Records drawn from a dataset
+ + + + + + +

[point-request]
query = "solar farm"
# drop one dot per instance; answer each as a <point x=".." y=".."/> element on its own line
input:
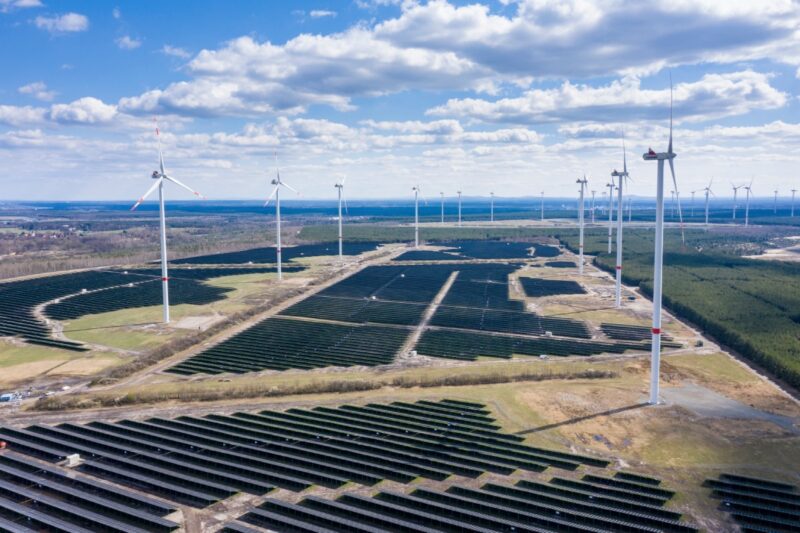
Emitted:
<point x="429" y="452"/>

+ + + + + + +

▶ _Required work_
Repeat the records in full, precisely, and keep the pictures out.

▶ _Task response_
[point-request]
query = "solar farm"
# drop one dot per instance; answer each as a <point x=".." y=".."/> element on its own line
input:
Emitted:
<point x="429" y="452"/>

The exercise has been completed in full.